Top of Available data

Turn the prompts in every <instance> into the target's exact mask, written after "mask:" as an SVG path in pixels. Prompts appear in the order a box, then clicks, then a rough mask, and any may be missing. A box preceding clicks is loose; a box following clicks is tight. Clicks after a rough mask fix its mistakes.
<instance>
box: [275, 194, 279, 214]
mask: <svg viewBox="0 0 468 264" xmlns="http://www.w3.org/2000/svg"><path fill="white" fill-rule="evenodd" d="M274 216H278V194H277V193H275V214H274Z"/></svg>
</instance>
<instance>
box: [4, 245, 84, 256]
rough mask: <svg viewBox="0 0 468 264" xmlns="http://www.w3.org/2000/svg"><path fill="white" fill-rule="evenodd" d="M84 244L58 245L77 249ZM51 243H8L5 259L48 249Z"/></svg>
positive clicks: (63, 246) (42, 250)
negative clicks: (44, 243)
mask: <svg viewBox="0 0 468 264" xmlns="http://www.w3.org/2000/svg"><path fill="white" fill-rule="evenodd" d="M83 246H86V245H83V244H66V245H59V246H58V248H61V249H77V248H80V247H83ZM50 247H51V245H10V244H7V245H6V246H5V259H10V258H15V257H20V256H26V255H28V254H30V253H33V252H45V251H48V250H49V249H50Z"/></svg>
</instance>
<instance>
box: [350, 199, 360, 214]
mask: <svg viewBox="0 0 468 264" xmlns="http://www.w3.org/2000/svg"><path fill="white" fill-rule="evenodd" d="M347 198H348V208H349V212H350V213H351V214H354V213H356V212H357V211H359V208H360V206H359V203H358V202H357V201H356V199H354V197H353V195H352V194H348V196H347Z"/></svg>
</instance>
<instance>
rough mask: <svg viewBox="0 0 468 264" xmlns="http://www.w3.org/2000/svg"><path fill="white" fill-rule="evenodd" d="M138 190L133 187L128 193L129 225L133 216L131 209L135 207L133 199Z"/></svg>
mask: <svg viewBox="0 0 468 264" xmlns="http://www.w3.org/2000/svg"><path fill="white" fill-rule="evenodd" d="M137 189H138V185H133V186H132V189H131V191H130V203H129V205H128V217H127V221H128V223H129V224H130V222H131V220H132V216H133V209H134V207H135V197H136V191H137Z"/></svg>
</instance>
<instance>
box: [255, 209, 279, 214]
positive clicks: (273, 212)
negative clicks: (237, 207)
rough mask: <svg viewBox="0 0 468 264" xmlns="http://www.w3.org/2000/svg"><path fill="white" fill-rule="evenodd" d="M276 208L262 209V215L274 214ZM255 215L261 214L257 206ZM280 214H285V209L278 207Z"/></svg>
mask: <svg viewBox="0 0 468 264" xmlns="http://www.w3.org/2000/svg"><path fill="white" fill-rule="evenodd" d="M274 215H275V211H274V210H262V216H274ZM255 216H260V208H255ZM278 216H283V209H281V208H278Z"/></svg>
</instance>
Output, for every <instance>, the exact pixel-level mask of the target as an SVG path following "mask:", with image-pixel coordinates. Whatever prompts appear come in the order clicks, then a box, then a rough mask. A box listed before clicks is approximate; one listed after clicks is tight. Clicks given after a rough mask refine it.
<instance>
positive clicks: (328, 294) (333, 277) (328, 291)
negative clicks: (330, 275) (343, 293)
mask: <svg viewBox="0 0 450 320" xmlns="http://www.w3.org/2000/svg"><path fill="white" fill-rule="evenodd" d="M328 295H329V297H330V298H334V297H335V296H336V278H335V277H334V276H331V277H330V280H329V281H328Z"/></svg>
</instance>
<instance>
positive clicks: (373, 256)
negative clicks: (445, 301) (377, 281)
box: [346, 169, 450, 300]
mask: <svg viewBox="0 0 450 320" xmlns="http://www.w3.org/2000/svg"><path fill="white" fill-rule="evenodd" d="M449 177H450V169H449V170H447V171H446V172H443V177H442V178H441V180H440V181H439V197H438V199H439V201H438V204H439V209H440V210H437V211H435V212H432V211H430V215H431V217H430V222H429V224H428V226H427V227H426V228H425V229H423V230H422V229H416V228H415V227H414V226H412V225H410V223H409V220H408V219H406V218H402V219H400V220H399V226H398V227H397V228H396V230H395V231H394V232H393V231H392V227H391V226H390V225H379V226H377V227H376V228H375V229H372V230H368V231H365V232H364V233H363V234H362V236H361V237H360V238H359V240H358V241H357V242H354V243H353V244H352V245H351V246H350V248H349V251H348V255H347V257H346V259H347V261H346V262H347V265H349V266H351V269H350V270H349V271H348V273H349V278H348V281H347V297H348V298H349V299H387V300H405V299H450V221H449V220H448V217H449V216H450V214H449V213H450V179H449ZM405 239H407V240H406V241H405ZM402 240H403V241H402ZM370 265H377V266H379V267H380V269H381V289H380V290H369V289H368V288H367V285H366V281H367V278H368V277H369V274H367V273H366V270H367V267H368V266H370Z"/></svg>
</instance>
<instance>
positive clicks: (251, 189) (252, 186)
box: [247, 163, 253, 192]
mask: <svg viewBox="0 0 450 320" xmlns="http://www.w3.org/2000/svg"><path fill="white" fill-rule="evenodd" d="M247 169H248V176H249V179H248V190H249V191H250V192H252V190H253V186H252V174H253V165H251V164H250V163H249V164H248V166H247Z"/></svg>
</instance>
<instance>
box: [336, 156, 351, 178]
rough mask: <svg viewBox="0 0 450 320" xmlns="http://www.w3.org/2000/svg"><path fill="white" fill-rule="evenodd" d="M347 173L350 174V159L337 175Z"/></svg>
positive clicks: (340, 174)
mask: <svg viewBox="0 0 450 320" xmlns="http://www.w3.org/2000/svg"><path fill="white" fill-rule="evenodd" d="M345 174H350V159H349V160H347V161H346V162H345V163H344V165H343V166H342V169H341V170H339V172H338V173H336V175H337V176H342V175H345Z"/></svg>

Bottom of Available data

■ Task details: Every record must appear in the answer exactly as it does above.

■ Solved problem:
Turn the prompts in every <instance> into the target's exact mask, written after "mask:" as an SVG path in pixels. Prompts appear in the order a box, then clicks, then a rough mask, and any may be missing. A box preceding clicks is loose; a box following clicks is tight. Clicks after a rough mask fix its mistakes.
<instance>
box: [275, 194, 279, 214]
mask: <svg viewBox="0 0 468 264" xmlns="http://www.w3.org/2000/svg"><path fill="white" fill-rule="evenodd" d="M274 216H278V194H277V193H275V214H274Z"/></svg>
</instance>
<instance>
box: [4, 245, 84, 256]
rough mask: <svg viewBox="0 0 468 264" xmlns="http://www.w3.org/2000/svg"><path fill="white" fill-rule="evenodd" d="M84 244L58 245L77 249ZM51 243H8L5 259L48 249Z"/></svg>
positive clicks: (63, 246) (42, 250)
negative clicks: (44, 243)
mask: <svg viewBox="0 0 468 264" xmlns="http://www.w3.org/2000/svg"><path fill="white" fill-rule="evenodd" d="M83 246H86V245H83V244H66V245H59V246H58V248H61V249H77V248H80V247H83ZM50 247H51V245H10V244H7V245H6V246H5V259H10V258H15V257H20V256H26V255H28V254H30V253H33V252H45V251H48V250H49V249H50Z"/></svg>
</instance>
<instance>
box: [350, 199, 360, 214]
mask: <svg viewBox="0 0 468 264" xmlns="http://www.w3.org/2000/svg"><path fill="white" fill-rule="evenodd" d="M347 198H348V208H349V212H350V213H351V214H354V213H356V212H357V211H359V208H360V206H359V203H358V202H357V201H356V199H354V197H353V195H352V194H348V196H347Z"/></svg>
</instance>
<instance>
rough mask: <svg viewBox="0 0 468 264" xmlns="http://www.w3.org/2000/svg"><path fill="white" fill-rule="evenodd" d="M138 190L133 187L128 193L129 225L133 216L131 209L135 207L133 199Z"/></svg>
mask: <svg viewBox="0 0 468 264" xmlns="http://www.w3.org/2000/svg"><path fill="white" fill-rule="evenodd" d="M137 189H138V185H133V186H132V189H131V191H130V203H129V205H128V217H127V221H128V223H129V224H130V222H131V220H132V216H133V209H134V207H135V197H136V191H137Z"/></svg>
</instance>
<instance>
box: [255, 209, 279, 214]
positive clicks: (273, 212)
negative clicks: (237, 207)
rough mask: <svg viewBox="0 0 468 264" xmlns="http://www.w3.org/2000/svg"><path fill="white" fill-rule="evenodd" d="M276 208L262 209V215L274 214ZM255 215L261 214L257 206ZM280 214H285V209L278 207Z"/></svg>
mask: <svg viewBox="0 0 468 264" xmlns="http://www.w3.org/2000/svg"><path fill="white" fill-rule="evenodd" d="M274 215H275V211H274V210H262V216H274ZM255 216H260V208H255ZM278 216H283V209H281V208H278Z"/></svg>
</instance>
Output, for every <instance>, the exact pixel-level mask of the target as an SVG path following "mask:", with image-pixel coordinates. Whatever prompts appear come in the order clicks, then a box, then a rough mask. A box listed before clicks is approximate; one listed after clicks is tight. Clicks given after a rough mask refine it.
<instance>
positive clicks: (328, 294) (333, 277) (328, 291)
negative clicks: (330, 275) (343, 293)
mask: <svg viewBox="0 0 450 320" xmlns="http://www.w3.org/2000/svg"><path fill="white" fill-rule="evenodd" d="M328 295H329V297H330V298H334V297H335V296H336V278H335V277H334V276H331V277H330V280H329V281H328Z"/></svg>
</instance>
<instance>
positive clicks: (373, 256)
negative clicks: (445, 301) (377, 281)
box: [346, 169, 450, 300]
mask: <svg viewBox="0 0 450 320" xmlns="http://www.w3.org/2000/svg"><path fill="white" fill-rule="evenodd" d="M449 177H450V169H449V170H447V171H446V172H443V177H442V178H441V180H440V181H439V197H438V199H439V201H438V204H439V209H440V210H437V211H435V212H432V211H430V215H431V217H430V222H429V224H428V226H427V227H426V228H425V229H423V230H422V229H416V228H415V227H414V226H412V225H410V223H409V220H408V219H406V218H402V219H400V220H399V226H398V227H397V228H396V230H395V231H394V232H393V231H392V227H391V226H390V225H379V226H377V227H376V228H375V229H372V230H368V231H365V232H364V233H363V234H362V236H361V237H360V238H359V240H358V241H357V242H354V243H353V244H352V245H351V246H350V248H349V251H348V255H347V257H346V259H347V261H346V262H347V265H349V266H351V269H350V270H349V271H348V273H349V278H348V281H347V297H348V298H349V299H387V300H405V299H450V221H449V220H448V217H449V216H450V214H449V213H450V179H449ZM405 239H407V240H406V241H405ZM402 240H403V241H402ZM370 265H377V266H379V267H380V269H381V289H380V290H369V289H368V288H367V285H366V281H367V278H368V277H369V274H367V273H366V270H367V267H368V266H370Z"/></svg>
</instance>
<instance>
positive clicks: (251, 189) (252, 186)
box: [247, 163, 253, 192]
mask: <svg viewBox="0 0 450 320" xmlns="http://www.w3.org/2000/svg"><path fill="white" fill-rule="evenodd" d="M247 169H248V176H249V179H248V190H249V191H250V192H252V190H253V186H252V174H253V165H251V164H250V163H249V164H248V166H247Z"/></svg>
</instance>
<instance>
box: [336, 156, 351, 178]
rough mask: <svg viewBox="0 0 450 320" xmlns="http://www.w3.org/2000/svg"><path fill="white" fill-rule="evenodd" d="M347 173L350 174V159L337 175Z"/></svg>
positive clicks: (340, 174)
mask: <svg viewBox="0 0 450 320" xmlns="http://www.w3.org/2000/svg"><path fill="white" fill-rule="evenodd" d="M345 174H350V159H349V160H347V161H346V162H345V163H344V165H343V166H342V169H341V170H339V172H338V173H336V175H337V176H342V175H345Z"/></svg>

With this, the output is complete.